The Mumbai attacks were in turn compared with the suicide attack on Marriott Hotel in Pakistan’s capital Islamabad on Sept 20, 2008. The attack was heavily symbolic given its high-security status and proximity to the corridors of power.

Earlier, militants had eliminated a much more symbolic and high value target – former Prime Minister Benazir Bhutto, as she left an election rally in Rawalpindi on Dec 27, 2007.

Other high-profile attacks, in the recent past, include the suicide car bombing at a police checkpoint in Peshawar that kills 35 and injured about 80 people last September.

In August 2008 twin suicide bombings at the gates of a weapons factory in the town of Wah near Islamabad left 67 dead. Earlier in March 2008, suicide bombers targeted a police headquarters in Lahore, leaving some 24 dead.

But Monday’s attack was so far “the biggest and potentially the most dangerous attack on a state facility in Pakistan,” noted Asha’ar Rehman.

“There were hundreds of trainee policemen inside the compound – trainees among a police force that, according to adviser on interior Rehman Malik, lacks basic training to combat terrorism. They were ill-equipped to stop the advance of a handful of visibly skilled gunmen. It could have been far worse.”

• ABOUT THIS EXERCISE: Continue the news passage on militant attacks in Pakistan, starting after its closing quotation about the trainee policemen.

• SOURCE DATA:

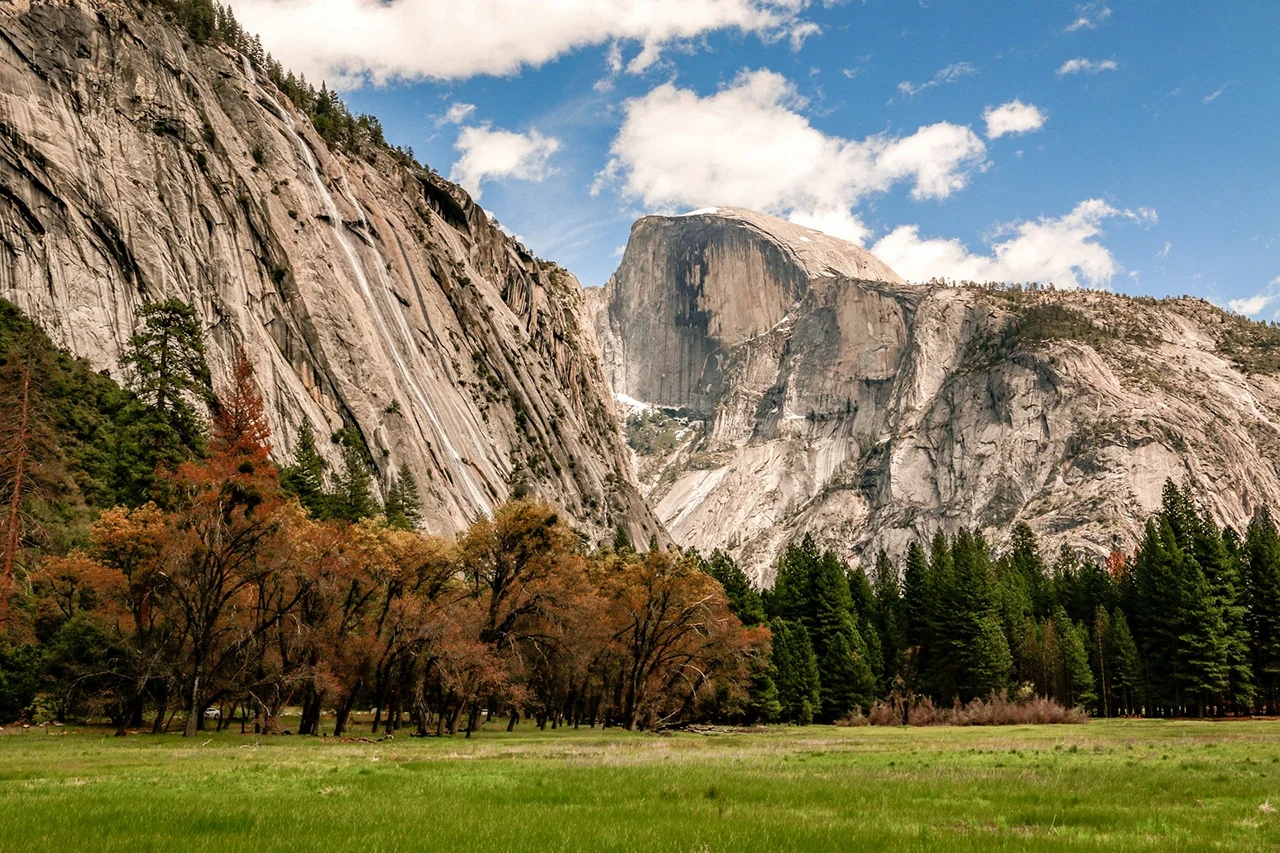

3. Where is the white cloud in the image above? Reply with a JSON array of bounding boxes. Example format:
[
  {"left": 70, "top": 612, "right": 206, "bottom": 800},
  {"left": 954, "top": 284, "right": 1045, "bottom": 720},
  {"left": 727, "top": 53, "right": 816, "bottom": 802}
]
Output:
[
  {"left": 449, "top": 124, "right": 559, "bottom": 200},
  {"left": 230, "top": 0, "right": 818, "bottom": 85},
  {"left": 593, "top": 70, "right": 987, "bottom": 237},
  {"left": 897, "top": 63, "right": 978, "bottom": 97},
  {"left": 982, "top": 99, "right": 1044, "bottom": 140},
  {"left": 1057, "top": 58, "right": 1120, "bottom": 77},
  {"left": 787, "top": 207, "right": 872, "bottom": 246},
  {"left": 1226, "top": 275, "right": 1280, "bottom": 316},
  {"left": 440, "top": 101, "right": 476, "bottom": 124},
  {"left": 1066, "top": 3, "right": 1111, "bottom": 32},
  {"left": 872, "top": 199, "right": 1156, "bottom": 287},
  {"left": 1204, "top": 83, "right": 1231, "bottom": 104}
]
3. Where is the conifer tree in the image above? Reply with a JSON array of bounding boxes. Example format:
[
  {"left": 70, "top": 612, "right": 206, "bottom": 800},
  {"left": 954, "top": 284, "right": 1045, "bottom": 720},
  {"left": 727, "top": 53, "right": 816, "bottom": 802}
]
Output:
[
  {"left": 703, "top": 548, "right": 764, "bottom": 626},
  {"left": 818, "top": 633, "right": 876, "bottom": 722},
  {"left": 384, "top": 469, "right": 422, "bottom": 530},
  {"left": 280, "top": 420, "right": 326, "bottom": 519},
  {"left": 1107, "top": 607, "right": 1143, "bottom": 713},
  {"left": 902, "top": 539, "right": 933, "bottom": 667},
  {"left": 328, "top": 439, "right": 378, "bottom": 524},
  {"left": 120, "top": 300, "right": 212, "bottom": 506},
  {"left": 1243, "top": 506, "right": 1280, "bottom": 713},
  {"left": 1052, "top": 605, "right": 1097, "bottom": 707},
  {"left": 872, "top": 551, "right": 906, "bottom": 690},
  {"left": 969, "top": 613, "right": 1014, "bottom": 697},
  {"left": 1009, "top": 521, "right": 1051, "bottom": 619},
  {"left": 847, "top": 566, "right": 887, "bottom": 684},
  {"left": 1193, "top": 511, "right": 1254, "bottom": 708},
  {"left": 769, "top": 619, "right": 820, "bottom": 725}
]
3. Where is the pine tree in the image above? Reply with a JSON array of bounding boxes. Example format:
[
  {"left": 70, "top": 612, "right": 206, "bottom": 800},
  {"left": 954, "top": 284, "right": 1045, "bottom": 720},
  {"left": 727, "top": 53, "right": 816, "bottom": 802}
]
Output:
[
  {"left": 847, "top": 566, "right": 887, "bottom": 684},
  {"left": 703, "top": 548, "right": 764, "bottom": 626},
  {"left": 1089, "top": 606, "right": 1114, "bottom": 717},
  {"left": 818, "top": 633, "right": 876, "bottom": 722},
  {"left": 383, "top": 469, "right": 422, "bottom": 530},
  {"left": 1243, "top": 506, "right": 1280, "bottom": 713},
  {"left": 613, "top": 524, "right": 636, "bottom": 553},
  {"left": 1009, "top": 521, "right": 1052, "bottom": 619},
  {"left": 1052, "top": 605, "right": 1098, "bottom": 707},
  {"left": 769, "top": 619, "right": 820, "bottom": 725},
  {"left": 122, "top": 300, "right": 212, "bottom": 453},
  {"left": 745, "top": 660, "right": 782, "bottom": 722},
  {"left": 969, "top": 613, "right": 1014, "bottom": 697},
  {"left": 902, "top": 539, "right": 933, "bottom": 671},
  {"left": 872, "top": 551, "right": 906, "bottom": 692},
  {"left": 280, "top": 420, "right": 326, "bottom": 519},
  {"left": 1192, "top": 511, "right": 1254, "bottom": 708},
  {"left": 120, "top": 300, "right": 212, "bottom": 506},
  {"left": 209, "top": 350, "right": 271, "bottom": 462},
  {"left": 328, "top": 441, "right": 378, "bottom": 524},
  {"left": 1107, "top": 607, "right": 1143, "bottom": 713}
]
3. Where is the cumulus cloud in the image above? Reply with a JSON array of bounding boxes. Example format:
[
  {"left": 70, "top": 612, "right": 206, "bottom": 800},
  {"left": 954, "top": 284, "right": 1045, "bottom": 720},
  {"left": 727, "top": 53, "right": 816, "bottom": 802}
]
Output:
[
  {"left": 593, "top": 70, "right": 987, "bottom": 240},
  {"left": 872, "top": 199, "right": 1156, "bottom": 287},
  {"left": 982, "top": 99, "right": 1044, "bottom": 140},
  {"left": 1226, "top": 275, "right": 1280, "bottom": 316},
  {"left": 449, "top": 124, "right": 559, "bottom": 200},
  {"left": 1057, "top": 58, "right": 1120, "bottom": 77},
  {"left": 440, "top": 101, "right": 476, "bottom": 124},
  {"left": 230, "top": 0, "right": 818, "bottom": 85},
  {"left": 1066, "top": 3, "right": 1111, "bottom": 32},
  {"left": 897, "top": 63, "right": 978, "bottom": 97}
]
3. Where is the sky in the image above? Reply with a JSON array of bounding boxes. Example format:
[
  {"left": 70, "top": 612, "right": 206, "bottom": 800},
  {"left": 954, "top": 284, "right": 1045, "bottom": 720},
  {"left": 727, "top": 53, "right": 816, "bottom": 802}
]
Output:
[{"left": 232, "top": 0, "right": 1280, "bottom": 312}]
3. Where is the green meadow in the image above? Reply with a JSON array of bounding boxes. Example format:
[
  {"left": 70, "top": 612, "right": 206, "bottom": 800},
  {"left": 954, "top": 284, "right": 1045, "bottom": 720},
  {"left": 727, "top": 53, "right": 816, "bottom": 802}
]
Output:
[{"left": 0, "top": 721, "right": 1280, "bottom": 853}]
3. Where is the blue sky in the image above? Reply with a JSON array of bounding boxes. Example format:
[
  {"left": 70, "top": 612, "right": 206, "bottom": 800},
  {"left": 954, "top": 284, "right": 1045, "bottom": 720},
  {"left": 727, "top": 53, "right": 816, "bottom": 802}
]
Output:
[{"left": 233, "top": 0, "right": 1280, "bottom": 312}]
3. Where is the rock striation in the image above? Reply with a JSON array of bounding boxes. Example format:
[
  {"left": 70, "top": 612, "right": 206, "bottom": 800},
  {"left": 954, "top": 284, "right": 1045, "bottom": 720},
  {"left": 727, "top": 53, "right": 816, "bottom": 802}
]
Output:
[
  {"left": 593, "top": 209, "right": 1280, "bottom": 583},
  {"left": 0, "top": 0, "right": 663, "bottom": 542}
]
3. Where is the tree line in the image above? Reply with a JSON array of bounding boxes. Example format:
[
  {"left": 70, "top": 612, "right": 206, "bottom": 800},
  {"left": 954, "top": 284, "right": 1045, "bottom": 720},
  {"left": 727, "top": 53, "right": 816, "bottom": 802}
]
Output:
[
  {"left": 0, "top": 294, "right": 1280, "bottom": 733},
  {"left": 707, "top": 473, "right": 1280, "bottom": 724},
  {"left": 0, "top": 302, "right": 768, "bottom": 735}
]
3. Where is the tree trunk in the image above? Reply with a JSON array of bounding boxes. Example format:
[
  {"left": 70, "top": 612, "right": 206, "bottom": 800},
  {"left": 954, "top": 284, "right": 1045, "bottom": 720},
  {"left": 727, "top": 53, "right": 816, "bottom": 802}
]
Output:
[
  {"left": 0, "top": 346, "right": 31, "bottom": 624},
  {"left": 182, "top": 663, "right": 201, "bottom": 738}
]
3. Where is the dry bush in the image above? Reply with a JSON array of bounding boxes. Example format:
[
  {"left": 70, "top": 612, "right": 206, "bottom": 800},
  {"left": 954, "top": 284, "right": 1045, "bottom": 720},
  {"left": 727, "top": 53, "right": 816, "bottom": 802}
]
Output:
[
  {"left": 867, "top": 695, "right": 904, "bottom": 726},
  {"left": 865, "top": 690, "right": 1088, "bottom": 726},
  {"left": 836, "top": 704, "right": 872, "bottom": 729}
]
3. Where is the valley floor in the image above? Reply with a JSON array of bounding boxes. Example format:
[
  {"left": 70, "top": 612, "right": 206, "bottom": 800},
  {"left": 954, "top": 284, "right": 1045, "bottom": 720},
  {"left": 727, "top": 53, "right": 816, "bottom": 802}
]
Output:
[{"left": 0, "top": 721, "right": 1280, "bottom": 853}]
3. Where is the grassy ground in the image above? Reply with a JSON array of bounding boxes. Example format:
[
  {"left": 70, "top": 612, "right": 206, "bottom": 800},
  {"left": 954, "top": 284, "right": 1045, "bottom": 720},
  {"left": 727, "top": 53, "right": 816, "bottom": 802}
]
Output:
[{"left": 0, "top": 721, "right": 1280, "bottom": 853}]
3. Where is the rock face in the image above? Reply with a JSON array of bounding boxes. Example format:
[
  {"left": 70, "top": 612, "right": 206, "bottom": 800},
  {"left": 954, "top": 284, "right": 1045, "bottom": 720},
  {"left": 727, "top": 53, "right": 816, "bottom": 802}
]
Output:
[
  {"left": 0, "top": 0, "right": 663, "bottom": 542},
  {"left": 593, "top": 209, "right": 1280, "bottom": 583}
]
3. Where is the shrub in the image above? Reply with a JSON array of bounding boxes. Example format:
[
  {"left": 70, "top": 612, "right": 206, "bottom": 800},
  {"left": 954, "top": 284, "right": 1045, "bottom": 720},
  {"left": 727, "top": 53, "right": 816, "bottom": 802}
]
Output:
[{"left": 865, "top": 690, "right": 1088, "bottom": 726}]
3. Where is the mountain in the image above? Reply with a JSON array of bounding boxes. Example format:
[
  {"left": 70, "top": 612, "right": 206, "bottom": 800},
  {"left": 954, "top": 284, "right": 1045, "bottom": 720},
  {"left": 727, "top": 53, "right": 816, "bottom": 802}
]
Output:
[
  {"left": 0, "top": 0, "right": 664, "bottom": 542},
  {"left": 591, "top": 203, "right": 1280, "bottom": 581}
]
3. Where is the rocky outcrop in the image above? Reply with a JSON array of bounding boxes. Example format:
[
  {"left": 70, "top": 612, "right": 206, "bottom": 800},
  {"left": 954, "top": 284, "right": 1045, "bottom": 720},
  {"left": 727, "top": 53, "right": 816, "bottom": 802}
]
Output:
[
  {"left": 594, "top": 204, "right": 1280, "bottom": 581},
  {"left": 0, "top": 0, "right": 660, "bottom": 540}
]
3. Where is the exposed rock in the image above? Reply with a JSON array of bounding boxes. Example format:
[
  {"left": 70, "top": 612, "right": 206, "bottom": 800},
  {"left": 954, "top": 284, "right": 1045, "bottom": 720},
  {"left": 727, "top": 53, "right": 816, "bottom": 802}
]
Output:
[
  {"left": 593, "top": 209, "right": 1280, "bottom": 581},
  {"left": 0, "top": 0, "right": 662, "bottom": 540}
]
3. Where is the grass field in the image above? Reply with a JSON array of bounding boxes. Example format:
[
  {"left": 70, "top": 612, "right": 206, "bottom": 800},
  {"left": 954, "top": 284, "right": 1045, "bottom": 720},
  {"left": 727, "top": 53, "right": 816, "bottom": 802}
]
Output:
[{"left": 0, "top": 721, "right": 1280, "bottom": 853}]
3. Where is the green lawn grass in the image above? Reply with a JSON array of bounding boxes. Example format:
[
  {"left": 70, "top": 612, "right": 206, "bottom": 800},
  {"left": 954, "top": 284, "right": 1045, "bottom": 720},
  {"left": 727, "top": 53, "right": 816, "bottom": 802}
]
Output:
[{"left": 0, "top": 721, "right": 1280, "bottom": 853}]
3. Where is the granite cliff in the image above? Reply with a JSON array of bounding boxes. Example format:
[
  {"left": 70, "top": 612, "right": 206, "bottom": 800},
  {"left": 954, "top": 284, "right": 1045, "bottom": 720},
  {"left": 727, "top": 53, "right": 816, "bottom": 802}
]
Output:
[
  {"left": 0, "top": 0, "right": 662, "bottom": 540},
  {"left": 593, "top": 209, "right": 1280, "bottom": 581}
]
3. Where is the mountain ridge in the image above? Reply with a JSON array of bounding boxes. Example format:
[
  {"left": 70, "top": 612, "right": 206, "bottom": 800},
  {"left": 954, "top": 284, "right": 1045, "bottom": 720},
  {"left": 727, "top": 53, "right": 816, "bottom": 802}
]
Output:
[
  {"left": 591, "top": 204, "right": 1280, "bottom": 583},
  {"left": 0, "top": 0, "right": 663, "bottom": 540}
]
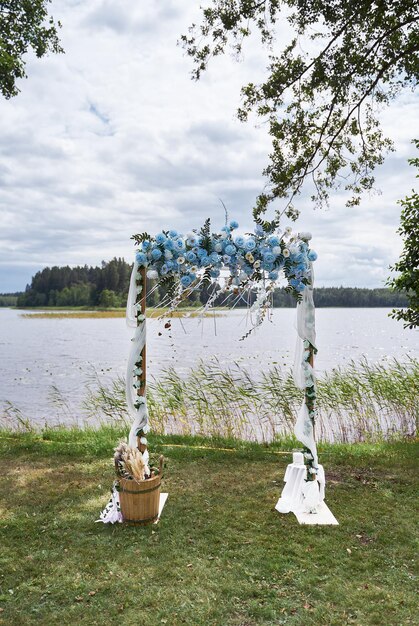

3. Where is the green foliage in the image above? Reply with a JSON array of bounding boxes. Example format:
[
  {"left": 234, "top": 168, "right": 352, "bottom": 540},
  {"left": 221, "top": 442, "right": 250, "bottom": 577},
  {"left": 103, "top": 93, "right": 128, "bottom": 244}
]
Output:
[
  {"left": 389, "top": 140, "right": 419, "bottom": 328},
  {"left": 76, "top": 360, "right": 419, "bottom": 443},
  {"left": 181, "top": 0, "right": 419, "bottom": 223},
  {"left": 0, "top": 428, "right": 418, "bottom": 626},
  {"left": 0, "top": 0, "right": 63, "bottom": 99}
]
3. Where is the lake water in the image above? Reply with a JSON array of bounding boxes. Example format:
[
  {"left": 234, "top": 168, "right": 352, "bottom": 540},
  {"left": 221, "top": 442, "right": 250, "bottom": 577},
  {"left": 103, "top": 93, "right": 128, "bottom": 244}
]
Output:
[{"left": 0, "top": 308, "right": 419, "bottom": 423}]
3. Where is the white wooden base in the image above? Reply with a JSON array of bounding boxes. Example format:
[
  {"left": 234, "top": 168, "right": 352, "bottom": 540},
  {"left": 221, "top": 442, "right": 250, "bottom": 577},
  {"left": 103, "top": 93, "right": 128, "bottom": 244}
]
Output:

• ANSWER AREA:
The drama ended with an unexpected twist, again a throwback to Mumbai, when security forces captured some militants alive.

One of them, a bearded man with an expressionless face, was nabbed while heading towards the helipad in the fields behind the Police Academy. He was carrying hand-grenades apparently to attack the helicopters with.

News photographer Rahat Dar told IPS that he was perched along with other media persons on the rooftop of a nearby building watching events unfold at the academy in front of them. “We turned around towards the back when we heard shouts of ‘Got him, got him!’” he said.

Security personnel yanked off the man’s shalwar, baggy trousers to ensure that he was not armed. They also beat him up, prompting Islamabad-based journalist Mariana Baabar to question whether police are actually trained to capture a live terrorist.

“It was the Punjab police in action – doing what comes to them naturally. Obviously, they cannot differentiate between a rare live person who could give them tons of information and an ordinary criminal,” she wrote in a front page comment in daily The News. “Nothing amazing or new except that this was a rare chance to see it live on our screen”.

Police repeatedly kicked the man, apparently having “decided that they would keep kicking him with their boots till he was no more…,” wrote Baabar. “It took an army guy… to stop the angry and out of control police from this brutal kicking. At least someone realised that it was essential to get this suspect alive.”

Identified as an Afghan named Hijratullah, the encircled man presented a pathetic sight as he struggled to cover himself with his shirt.

The other three suspected militants in custody have not yet been identified. They were captured when trying to escape from the premises wearing police uniforms.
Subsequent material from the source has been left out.